━━━ Information supplied ━━━

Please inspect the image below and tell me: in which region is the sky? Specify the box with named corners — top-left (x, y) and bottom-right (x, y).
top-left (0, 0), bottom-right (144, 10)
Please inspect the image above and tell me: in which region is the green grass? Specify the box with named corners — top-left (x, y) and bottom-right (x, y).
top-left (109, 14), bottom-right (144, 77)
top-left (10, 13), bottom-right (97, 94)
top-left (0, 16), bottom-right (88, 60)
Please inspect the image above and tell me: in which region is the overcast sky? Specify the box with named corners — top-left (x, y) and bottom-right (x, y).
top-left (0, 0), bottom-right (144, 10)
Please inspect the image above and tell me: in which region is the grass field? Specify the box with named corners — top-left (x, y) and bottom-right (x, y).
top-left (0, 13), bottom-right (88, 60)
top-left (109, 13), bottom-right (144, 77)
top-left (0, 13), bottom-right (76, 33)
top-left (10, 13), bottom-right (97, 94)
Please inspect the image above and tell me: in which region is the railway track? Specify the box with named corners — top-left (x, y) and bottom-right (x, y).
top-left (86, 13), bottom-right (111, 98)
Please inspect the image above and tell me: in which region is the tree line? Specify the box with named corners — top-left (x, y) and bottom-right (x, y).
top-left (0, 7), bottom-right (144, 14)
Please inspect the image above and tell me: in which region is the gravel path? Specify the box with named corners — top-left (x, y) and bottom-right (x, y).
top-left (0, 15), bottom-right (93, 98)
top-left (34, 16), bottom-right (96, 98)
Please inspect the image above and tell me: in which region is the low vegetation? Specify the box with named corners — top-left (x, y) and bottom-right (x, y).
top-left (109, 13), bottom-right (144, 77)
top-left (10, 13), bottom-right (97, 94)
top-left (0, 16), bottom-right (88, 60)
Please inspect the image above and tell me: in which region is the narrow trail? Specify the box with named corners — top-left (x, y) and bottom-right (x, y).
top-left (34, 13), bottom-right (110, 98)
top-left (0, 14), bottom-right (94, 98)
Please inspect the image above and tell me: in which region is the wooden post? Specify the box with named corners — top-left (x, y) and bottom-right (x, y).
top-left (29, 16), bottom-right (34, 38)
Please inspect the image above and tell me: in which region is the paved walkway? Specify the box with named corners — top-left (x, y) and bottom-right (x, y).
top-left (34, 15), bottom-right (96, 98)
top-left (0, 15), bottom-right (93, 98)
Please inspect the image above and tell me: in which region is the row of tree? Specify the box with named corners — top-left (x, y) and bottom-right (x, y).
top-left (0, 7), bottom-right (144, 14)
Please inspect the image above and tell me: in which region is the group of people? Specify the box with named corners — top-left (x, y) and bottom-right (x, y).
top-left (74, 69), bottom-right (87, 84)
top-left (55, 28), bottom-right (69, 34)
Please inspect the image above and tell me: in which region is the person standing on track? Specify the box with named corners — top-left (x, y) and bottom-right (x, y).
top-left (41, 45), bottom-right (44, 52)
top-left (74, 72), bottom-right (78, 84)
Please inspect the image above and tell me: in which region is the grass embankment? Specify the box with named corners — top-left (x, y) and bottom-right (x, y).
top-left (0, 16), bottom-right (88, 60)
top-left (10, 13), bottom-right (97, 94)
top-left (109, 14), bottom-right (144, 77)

━━━

Goal -> Can you reproduce the whole listing above word for word, with every line unchanged?

Reply ->
Please inspect the image below and tell me: in which region is the sky? Specify the box with named corners — top-left (x, y) and bottom-right (x, y).
top-left (0, 0), bottom-right (144, 10)
Please inspect the image above and tell me: in which region is the green grass? Specify the box with named corners — top-left (x, y) and bottom-right (x, y).
top-left (109, 14), bottom-right (144, 77)
top-left (10, 13), bottom-right (97, 94)
top-left (0, 16), bottom-right (88, 60)
Please inspect the image above and tell me: in which region is the overcast sky? Specify the box with named corners — top-left (x, y) and bottom-right (x, y).
top-left (0, 0), bottom-right (144, 10)
Please inspect the image above and tell me: in which region is the grass field? Specify the box with named corners — top-left (x, y) and bottom-right (x, y).
top-left (0, 13), bottom-right (88, 60)
top-left (109, 13), bottom-right (144, 77)
top-left (0, 13), bottom-right (76, 33)
top-left (10, 13), bottom-right (97, 94)
Please inspect the image above and tell me: in which region is the railway track? Specify the box with named corners — top-left (x, y) and bottom-right (x, y).
top-left (86, 13), bottom-right (111, 98)
Please inspect the image above and tell me: in which region is the tree line? Specify the box with named corners — top-left (x, y) and bottom-right (x, y).
top-left (0, 7), bottom-right (144, 14)
Please inspect the image above and tell me: in which region is the gravel path? Specify the box with named corners — top-left (x, y) and bottom-right (x, y).
top-left (0, 15), bottom-right (93, 98)
top-left (34, 16), bottom-right (96, 98)
Please inspect the image above and tell me: in which region is the low vegetation? Specify the box with named corners — top-left (x, y) and bottom-right (x, y).
top-left (109, 13), bottom-right (144, 77)
top-left (10, 13), bottom-right (97, 94)
top-left (0, 16), bottom-right (88, 60)
Please inspect the image above and tell me: in which region is the narrow trail? Specify the box with named corners — top-left (x, y) and bottom-right (x, y).
top-left (34, 13), bottom-right (110, 98)
top-left (0, 14), bottom-right (94, 98)
Please inspect the image above and tell me: in which region is the wooden post? Specify the box with named corners — top-left (x, y) and bottom-right (x, y).
top-left (29, 16), bottom-right (34, 38)
Please inspect the image above and tell me: in which region is the paved walkway? Specify the box with named corners — top-left (x, y) and bottom-right (x, y).
top-left (34, 15), bottom-right (96, 98)
top-left (0, 15), bottom-right (93, 98)
Please inspect the image above and tell me: in which region is the row of tree? Specify the box with named corners — top-left (x, y) and bottom-right (x, y).
top-left (0, 7), bottom-right (144, 14)
Please inspect the image above and tell me: in which region is the group of people? Specify the box with named corners — top-left (x, y) and bottom-right (x, y).
top-left (74, 69), bottom-right (87, 84)
top-left (55, 28), bottom-right (69, 34)
Please inspect the image above and tell me: in which region is the person standing on track? Specify the box with named corners — top-left (x, y) and bottom-right (x, y).
top-left (41, 45), bottom-right (44, 52)
top-left (74, 72), bottom-right (78, 84)
Please inspect the image above and tell me: in which region is the grass embankment? Specify the box with named corners — top-left (x, y) and bottom-right (x, y).
top-left (0, 16), bottom-right (88, 60)
top-left (10, 13), bottom-right (97, 94)
top-left (109, 14), bottom-right (144, 77)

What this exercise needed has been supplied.